Bashir Otukoya (Dublin City University)
In a forthcoming publication I discuss the idea of citizenship tourism as a consequence of the free movement of people within the European Union together with the lack of a harmonised nationality acquisition framework. The purpose of this blog is to contextualise citizenship of the European Union (Eurozenship) within the theoretical framework of national citizenship.
Citizenship is a recognised legal status which bestows upon those with said status rights and responsibilities enshrined within their constitution or a bill of rights as it pertains to the State in question. Citizenship has also been regarded as a right in itself, a right which paves the way for all other rights. With this understanding of “citizenship as rights”, twentieth-century social theory scholars agree that the enjoyment of rights is the defining feature of being part of a demos. Since citizenship requires the possession of rights, those who possess these rights are usually presumed thereby to enjoy citizenship. Yet, the proliferation of human rights has bestowed rights onto persons not necessarily (in terms of being a citizen) connected with a polity. In the seminal Irish case of Finn v Attorney General  IR 154 for example, the Supreme Court noted that the “Fundamental Rights” of Article 40 to 44 of the Irish Constitution, “derive not from a man’s citizenship but from his nature as a human being”.
The most often cited example of such postnationalism is the existence of rights established by the European Union. Persons residing in an EU Member State (hereafter ‘MS’) who are not citizens of that MS nevertheless have some EU rights. To attain the full extent of the EU rights however, one must first become a citizen of the European Union (hereafter, ‘Eurozen’). To become a Eurozen, one must first become a citizen of one of the MS, as citizens of MS are automatically citizens of the European Union. One method of acquiring the citizenship of a MS is through the naturalisation process of that State.
Naturalisation is not as relevant for citizens of one of the MS since they benefit from EU citizenship, including the freedom of movement and establishment, guaranteed under the EU Treaties. Naturalisation is however of significance for third country nationals (hereafter ‘TCNs’) as access to one of the MS’ citizenship grants access to EU citizenship. There exists no harmonised EU process as regard access to citizenship through naturalisation. MS retain the sovereign power to decide who, and how, a non-national becomes one of them.

### Dataset excerpt
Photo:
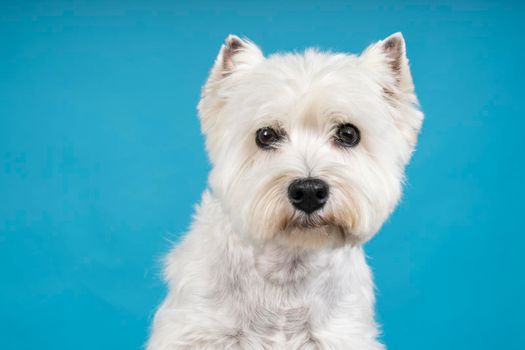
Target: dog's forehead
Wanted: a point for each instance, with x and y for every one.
(310, 87)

### Problem statement
Can you continue the blog post on EU citizenship and naturalization, starting after its final paragraph?

### Answer to this exercise
Despite a lack of harmonised naturalisation policies in the EU, access to citizenship through naturalisation has gained an increased relevance in the context of large-scale immigration in most EU Member States. Naturalisation is seen by many countries as an important instrument of integration in the immigration system. The integration of immigrants into domains such as the labour market, the housing market, civic participation, language(s) etc. can potentially be an effective outcome of the naturalisation process. Naturalisation provides immigrants with (theoretically) full rights and responsibilities in their host State. This in turn enables full politico-civil participation, and thereby potentially strengthening the identification of the naturalised immigrant with his/her host society.
As a consequence of granting all MS nationals the status of Eurozen, the interdependence of national acquisition processes has increased. This interdependence of MS is relatively a new method of cooperation, and its prominence is most exemplified through the creation of the internal market and its provisions on concepts such as mutual trust and recognition. As a result, the level of EU competence has seen an increase, with competences being transferred from the national to the EU level; a process described by neofunctunalists as ‘the spillover effect’. In the context of immigration and nationality, competences have been divided so that the latter belongs to the discretion of MS, whilst the former transferred to the ambit of the European Union. An example of such competence in the context of immigration law can be provided by way of the Schengen Agreement of 1985, incorporated into the EU legal framework by the Treaty of Amsterdam.
Nationality on the other hand remains within the prerogative of individual MS and as such, cooperation between MS is practically non-existent, though it has been argued that changes to citizenship acquisition policies, although introduced through independent democratic processes of the particular MS, result from the pressure exerted by their co-members. Granting national citizenship no longer concerns only one MS, but affects other members of the Union: a change in naturalisation policies introduced in Spain for example, no longer has exclusively domestic impact but also affects other Member States. Indeed Marc Howard, amongst others, has already described the “relative” convergence of citizenship policies taking place within the EU (i.e., countries are closer to one another than they used to be, rather than more distant), but it is far from the level of absolute convergence (or “institutional harmonization”) occurring in many other areas and sectors of EU integration. Thus, a number of arguments can be, and have been, made in support of an endeavour to harmonise to any extent the conditions or criteria for the grant of national citizenship, if the future of Eurozenship is indeed the “fundamental status of nationals of the Member States” . One such argument is the need to address the legal loophole created by the proliferation of the free movement of persons within the EU, namely, ‘citizenship tourism’. Citizenship tourism refers to the possibility for a TCN to selectively choose which of the 27 MS’s nationality to attain in order to (quickly, cheaply and easily) acquire Eurozenship and, for example, avail of the family reunification rights governed by EU law. This concept is distinct from “citizenship shopping” or “passport shopping”, which generally refers to the ability to buy citizenship by investing in the MS concerned.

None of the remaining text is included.